**EXERCISE:** Find the line containing "target | white van". Quote it and every line after it, exactly, through the end; skip pictures.
--- start ---
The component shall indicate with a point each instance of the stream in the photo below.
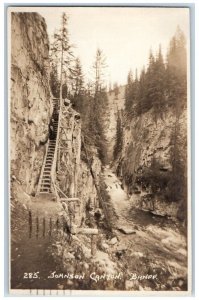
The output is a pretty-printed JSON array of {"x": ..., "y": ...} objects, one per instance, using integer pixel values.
[{"x": 150, "y": 243}]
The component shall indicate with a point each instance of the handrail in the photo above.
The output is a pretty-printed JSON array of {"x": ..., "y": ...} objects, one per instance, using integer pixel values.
[
  {"x": 53, "y": 169},
  {"x": 60, "y": 191},
  {"x": 42, "y": 169}
]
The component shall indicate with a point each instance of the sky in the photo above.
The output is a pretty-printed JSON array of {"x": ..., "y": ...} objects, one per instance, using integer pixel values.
[{"x": 125, "y": 34}]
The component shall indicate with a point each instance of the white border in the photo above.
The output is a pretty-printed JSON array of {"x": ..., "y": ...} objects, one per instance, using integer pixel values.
[{"x": 196, "y": 105}]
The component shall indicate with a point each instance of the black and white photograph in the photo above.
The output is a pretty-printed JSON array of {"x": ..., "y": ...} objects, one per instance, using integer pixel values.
[{"x": 99, "y": 150}]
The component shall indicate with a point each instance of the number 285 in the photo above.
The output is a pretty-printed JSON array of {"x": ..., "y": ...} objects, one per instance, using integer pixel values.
[{"x": 31, "y": 275}]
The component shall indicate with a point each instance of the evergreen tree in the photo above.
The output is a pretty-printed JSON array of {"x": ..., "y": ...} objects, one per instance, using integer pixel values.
[
  {"x": 98, "y": 106},
  {"x": 54, "y": 81},
  {"x": 119, "y": 137},
  {"x": 62, "y": 56}
]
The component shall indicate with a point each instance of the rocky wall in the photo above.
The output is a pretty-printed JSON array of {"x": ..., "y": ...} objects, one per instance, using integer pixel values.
[{"x": 30, "y": 105}]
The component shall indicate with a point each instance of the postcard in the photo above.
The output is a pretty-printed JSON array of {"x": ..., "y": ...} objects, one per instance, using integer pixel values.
[{"x": 99, "y": 150}]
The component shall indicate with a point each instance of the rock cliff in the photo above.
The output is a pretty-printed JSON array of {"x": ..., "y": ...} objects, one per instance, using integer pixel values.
[
  {"x": 146, "y": 162},
  {"x": 30, "y": 107}
]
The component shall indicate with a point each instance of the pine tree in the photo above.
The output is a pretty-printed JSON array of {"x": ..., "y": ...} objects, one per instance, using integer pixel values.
[
  {"x": 99, "y": 105},
  {"x": 54, "y": 81},
  {"x": 119, "y": 137},
  {"x": 61, "y": 55}
]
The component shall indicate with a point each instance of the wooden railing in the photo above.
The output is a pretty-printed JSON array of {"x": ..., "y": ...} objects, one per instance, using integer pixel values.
[
  {"x": 42, "y": 169},
  {"x": 54, "y": 165}
]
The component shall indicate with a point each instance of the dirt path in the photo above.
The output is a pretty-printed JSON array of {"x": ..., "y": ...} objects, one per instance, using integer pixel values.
[{"x": 151, "y": 243}]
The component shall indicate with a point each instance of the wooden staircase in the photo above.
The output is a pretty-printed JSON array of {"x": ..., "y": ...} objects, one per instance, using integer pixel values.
[{"x": 49, "y": 165}]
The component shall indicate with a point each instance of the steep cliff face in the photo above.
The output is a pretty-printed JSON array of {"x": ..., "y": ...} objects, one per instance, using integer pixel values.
[
  {"x": 152, "y": 151},
  {"x": 30, "y": 107},
  {"x": 74, "y": 176},
  {"x": 116, "y": 100}
]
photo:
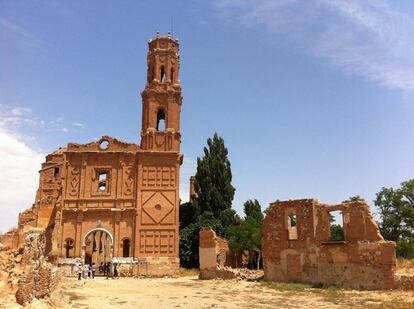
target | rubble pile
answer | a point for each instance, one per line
(25, 272)
(238, 273)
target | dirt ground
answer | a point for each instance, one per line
(189, 292)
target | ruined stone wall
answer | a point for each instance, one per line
(363, 261)
(208, 251)
(10, 239)
(39, 278)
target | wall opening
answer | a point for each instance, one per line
(125, 247)
(98, 248)
(292, 226)
(161, 120)
(69, 248)
(162, 74)
(150, 73)
(103, 181)
(336, 223)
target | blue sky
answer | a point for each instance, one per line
(313, 98)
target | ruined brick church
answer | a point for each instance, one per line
(110, 200)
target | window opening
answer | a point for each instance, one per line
(292, 227)
(56, 172)
(172, 75)
(162, 74)
(70, 243)
(125, 248)
(104, 145)
(103, 181)
(336, 223)
(161, 120)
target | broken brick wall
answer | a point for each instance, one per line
(39, 277)
(208, 253)
(363, 261)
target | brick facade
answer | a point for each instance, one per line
(109, 199)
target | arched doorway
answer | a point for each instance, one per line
(98, 248)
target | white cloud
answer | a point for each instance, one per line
(188, 169)
(19, 30)
(78, 124)
(373, 39)
(19, 166)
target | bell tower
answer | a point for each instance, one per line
(161, 98)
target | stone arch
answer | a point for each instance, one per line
(98, 229)
(86, 257)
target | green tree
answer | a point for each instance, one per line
(247, 233)
(213, 178)
(396, 210)
(188, 214)
(355, 198)
(189, 238)
(212, 206)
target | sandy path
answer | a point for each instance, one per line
(189, 292)
(186, 292)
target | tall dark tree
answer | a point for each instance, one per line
(396, 210)
(212, 206)
(213, 178)
(253, 209)
(247, 233)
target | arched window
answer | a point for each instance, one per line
(162, 76)
(172, 75)
(125, 247)
(161, 120)
(69, 247)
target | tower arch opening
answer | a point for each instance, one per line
(162, 74)
(98, 247)
(161, 120)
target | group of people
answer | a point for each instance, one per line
(87, 271)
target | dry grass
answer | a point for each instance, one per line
(187, 272)
(347, 297)
(405, 266)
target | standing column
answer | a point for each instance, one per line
(79, 251)
(117, 232)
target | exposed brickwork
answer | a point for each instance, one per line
(110, 199)
(363, 261)
(39, 278)
(217, 260)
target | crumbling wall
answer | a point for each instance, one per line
(362, 261)
(217, 260)
(208, 252)
(39, 277)
(10, 240)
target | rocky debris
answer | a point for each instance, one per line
(238, 273)
(25, 271)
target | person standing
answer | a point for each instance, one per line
(79, 271)
(93, 268)
(85, 271)
(107, 269)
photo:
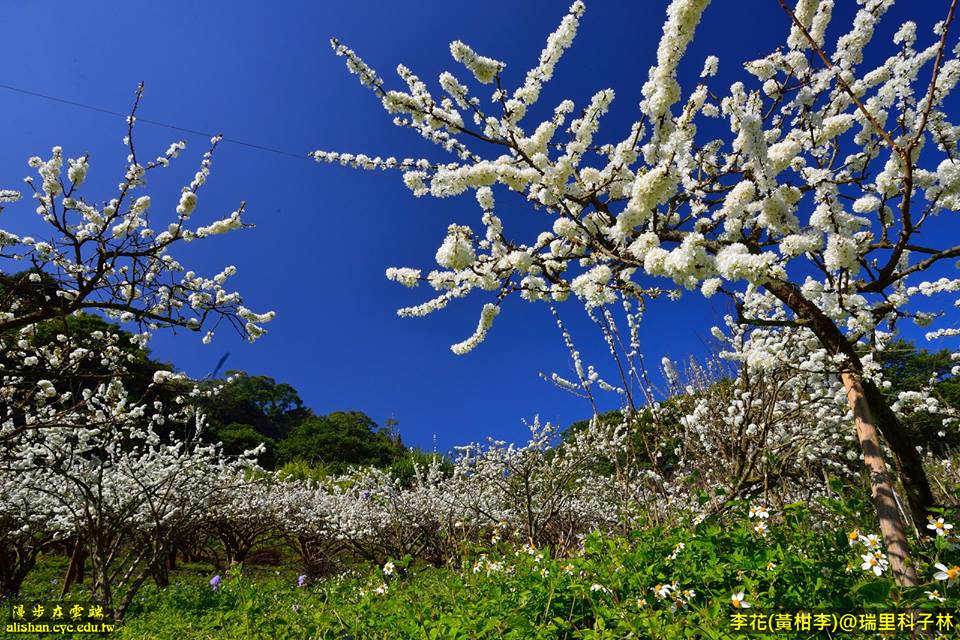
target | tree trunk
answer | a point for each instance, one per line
(881, 486)
(74, 573)
(908, 462)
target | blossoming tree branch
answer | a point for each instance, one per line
(818, 198)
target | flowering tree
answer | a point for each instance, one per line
(819, 195)
(114, 257)
(97, 460)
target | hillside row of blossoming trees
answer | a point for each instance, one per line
(818, 199)
(89, 464)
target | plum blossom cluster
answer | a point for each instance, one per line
(117, 257)
(819, 194)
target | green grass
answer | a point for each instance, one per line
(512, 592)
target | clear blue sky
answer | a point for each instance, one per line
(264, 73)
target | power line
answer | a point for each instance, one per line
(73, 103)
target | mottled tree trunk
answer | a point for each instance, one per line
(881, 485)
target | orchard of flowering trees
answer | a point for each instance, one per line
(809, 215)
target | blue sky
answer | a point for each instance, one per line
(264, 73)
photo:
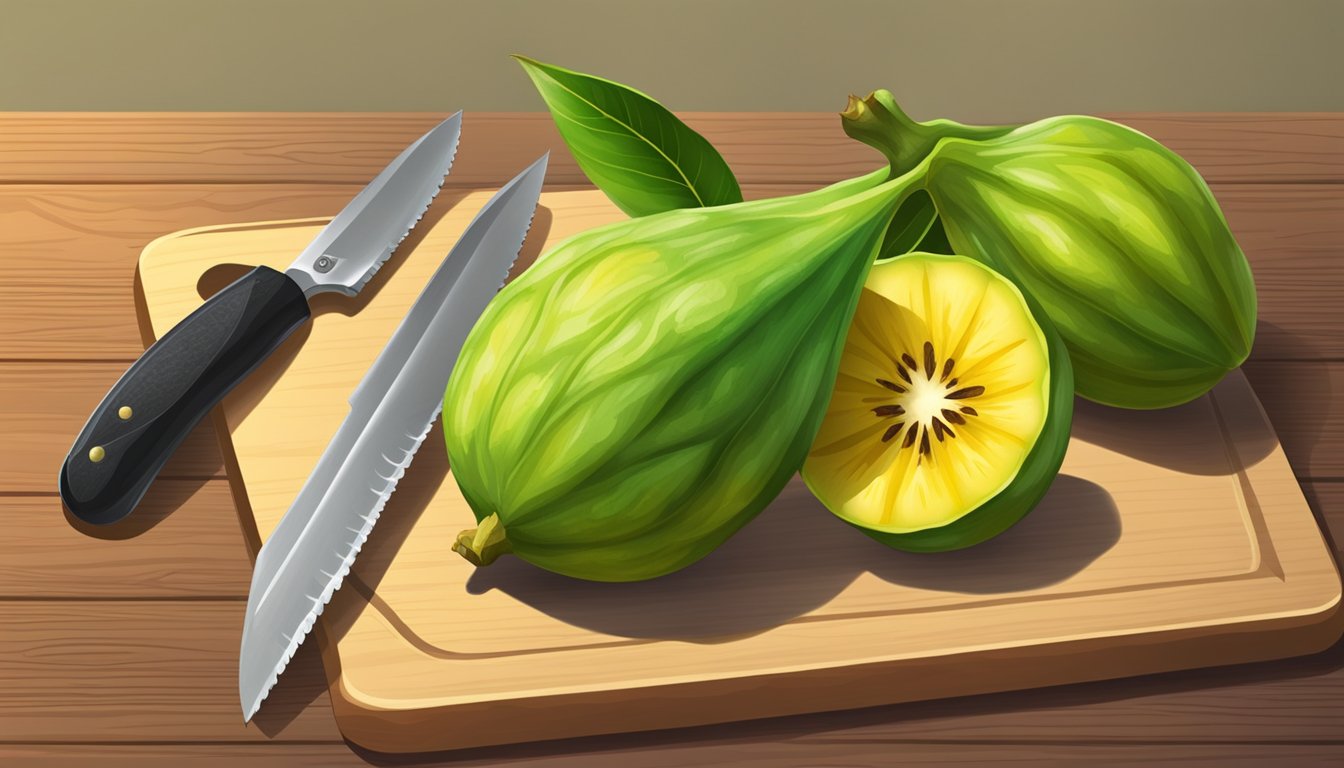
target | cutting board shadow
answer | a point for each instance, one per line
(1171, 540)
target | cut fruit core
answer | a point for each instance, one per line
(942, 393)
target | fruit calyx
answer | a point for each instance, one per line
(879, 123)
(484, 544)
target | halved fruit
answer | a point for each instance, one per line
(952, 409)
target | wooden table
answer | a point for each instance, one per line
(121, 643)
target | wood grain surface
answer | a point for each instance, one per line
(79, 197)
(797, 612)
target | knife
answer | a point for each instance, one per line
(161, 396)
(309, 553)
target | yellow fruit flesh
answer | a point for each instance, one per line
(941, 394)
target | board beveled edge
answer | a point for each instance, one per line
(828, 689)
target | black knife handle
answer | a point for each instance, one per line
(163, 394)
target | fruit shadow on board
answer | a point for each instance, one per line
(1173, 437)
(796, 557)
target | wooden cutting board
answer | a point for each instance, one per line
(1171, 540)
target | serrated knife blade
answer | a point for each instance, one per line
(312, 548)
(159, 400)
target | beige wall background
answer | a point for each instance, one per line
(973, 59)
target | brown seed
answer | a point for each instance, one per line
(910, 436)
(941, 429)
(891, 432)
(967, 392)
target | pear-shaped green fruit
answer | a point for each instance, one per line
(1117, 237)
(647, 388)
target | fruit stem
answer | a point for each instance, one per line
(484, 544)
(879, 123)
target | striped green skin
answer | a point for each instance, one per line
(647, 388)
(1122, 244)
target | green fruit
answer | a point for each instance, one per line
(647, 388)
(1117, 237)
(952, 406)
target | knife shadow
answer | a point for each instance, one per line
(414, 492)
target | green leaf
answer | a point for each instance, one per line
(632, 147)
(914, 221)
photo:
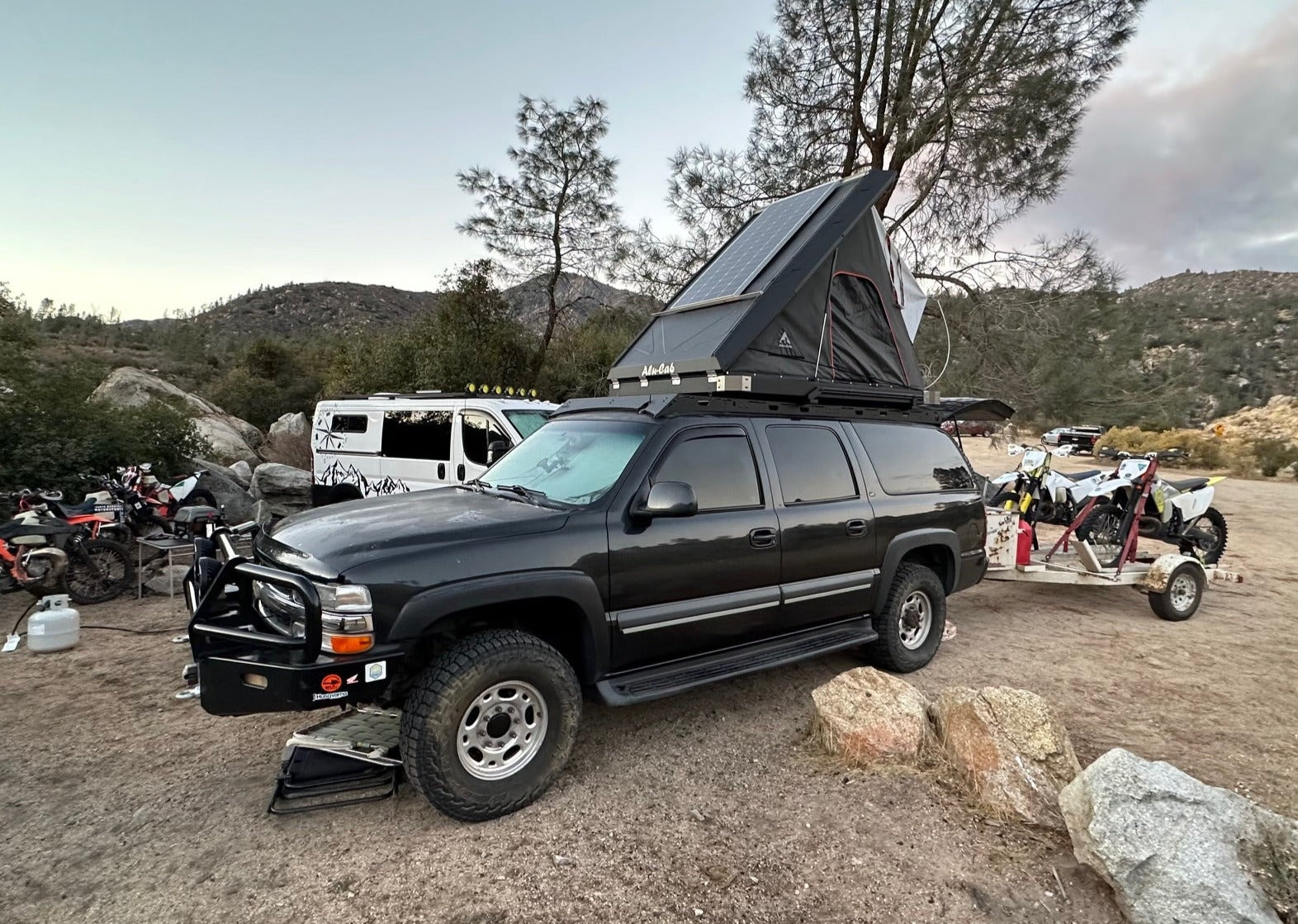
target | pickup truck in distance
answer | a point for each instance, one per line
(632, 548)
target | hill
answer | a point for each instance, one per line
(301, 309)
(1237, 329)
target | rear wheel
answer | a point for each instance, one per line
(1182, 595)
(490, 724)
(1209, 539)
(199, 497)
(912, 622)
(97, 571)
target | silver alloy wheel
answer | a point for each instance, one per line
(916, 619)
(1182, 592)
(501, 731)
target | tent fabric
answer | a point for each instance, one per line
(830, 306)
(861, 344)
(907, 290)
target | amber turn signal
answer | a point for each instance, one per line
(358, 644)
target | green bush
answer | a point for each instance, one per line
(1273, 454)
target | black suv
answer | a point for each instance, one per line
(632, 547)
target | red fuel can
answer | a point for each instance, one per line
(1023, 556)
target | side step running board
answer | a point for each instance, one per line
(660, 680)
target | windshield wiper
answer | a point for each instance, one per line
(530, 494)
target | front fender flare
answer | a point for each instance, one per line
(424, 610)
(918, 539)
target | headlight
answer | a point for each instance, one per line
(344, 597)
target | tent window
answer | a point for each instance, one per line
(860, 344)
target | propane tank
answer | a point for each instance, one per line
(54, 626)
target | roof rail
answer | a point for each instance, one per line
(771, 387)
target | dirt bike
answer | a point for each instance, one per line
(151, 506)
(1179, 512)
(1040, 494)
(47, 556)
(168, 497)
(97, 518)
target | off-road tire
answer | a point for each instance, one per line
(200, 497)
(431, 717)
(1164, 605)
(1213, 556)
(1085, 533)
(888, 652)
(99, 553)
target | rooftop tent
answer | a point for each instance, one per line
(809, 291)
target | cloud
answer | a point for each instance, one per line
(1198, 174)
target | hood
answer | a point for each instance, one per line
(324, 543)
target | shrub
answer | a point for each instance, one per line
(1273, 454)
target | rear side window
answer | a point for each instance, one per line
(914, 460)
(719, 469)
(417, 435)
(476, 434)
(349, 424)
(812, 463)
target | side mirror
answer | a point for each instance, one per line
(669, 499)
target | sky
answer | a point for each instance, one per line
(157, 156)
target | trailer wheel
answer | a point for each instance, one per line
(490, 724)
(1182, 595)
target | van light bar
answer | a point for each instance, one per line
(512, 391)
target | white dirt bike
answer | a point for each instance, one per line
(1179, 512)
(1040, 494)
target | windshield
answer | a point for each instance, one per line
(570, 461)
(526, 422)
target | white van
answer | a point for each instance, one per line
(387, 443)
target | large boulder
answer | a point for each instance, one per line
(1010, 748)
(285, 488)
(1175, 849)
(867, 717)
(235, 503)
(288, 424)
(242, 472)
(231, 438)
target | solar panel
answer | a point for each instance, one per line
(755, 247)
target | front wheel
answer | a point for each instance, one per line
(490, 724)
(1102, 530)
(1206, 539)
(97, 571)
(912, 622)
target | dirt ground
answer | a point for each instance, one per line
(120, 803)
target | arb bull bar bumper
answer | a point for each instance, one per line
(247, 665)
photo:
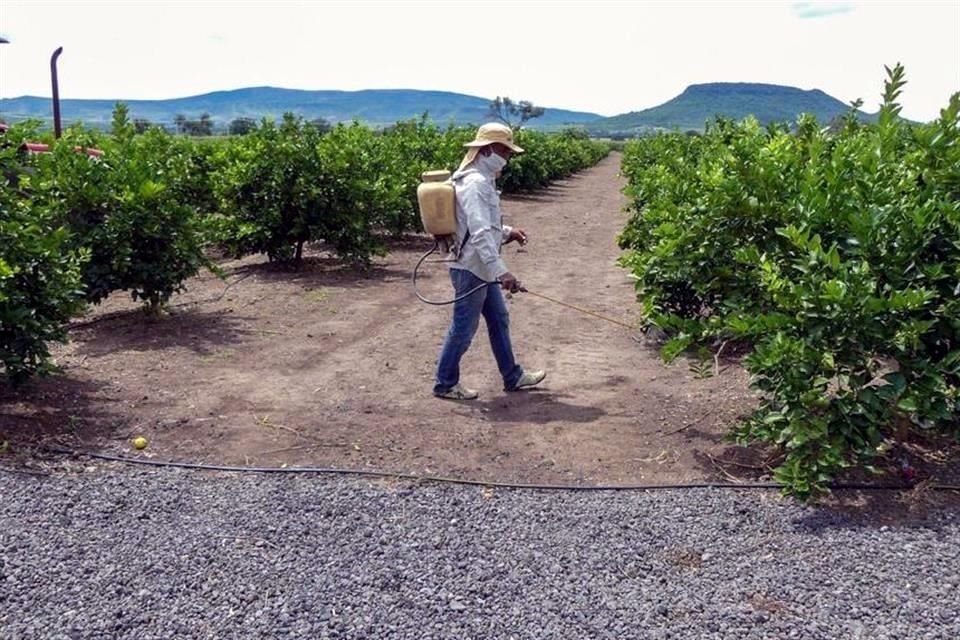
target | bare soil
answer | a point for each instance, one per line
(333, 366)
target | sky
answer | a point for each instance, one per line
--- end ---
**RESULT OF THIS EXERCISE:**
target | white van
answer | a point for each instance, one per line
(387, 443)
target | large boulder
answer | a point for each instance, one per line
(1010, 748)
(285, 488)
(1175, 849)
(867, 717)
(235, 503)
(288, 424)
(242, 472)
(231, 438)
target | solar panel
answer | a point for each instance, one per line
(755, 247)
target | front wheel
answer | a point for each instance, one per line
(490, 724)
(1102, 530)
(1206, 539)
(97, 571)
(912, 622)
target | dirt ground
answer | a point for each instance, one per line
(120, 803)
target | arb bull bar bumper
answer | a point for each instance, one per line
(247, 665)
photo:
target | bare soil
answer | a point for each instance, one per line
(333, 366)
target | sky
answer | a point for each instance, one per line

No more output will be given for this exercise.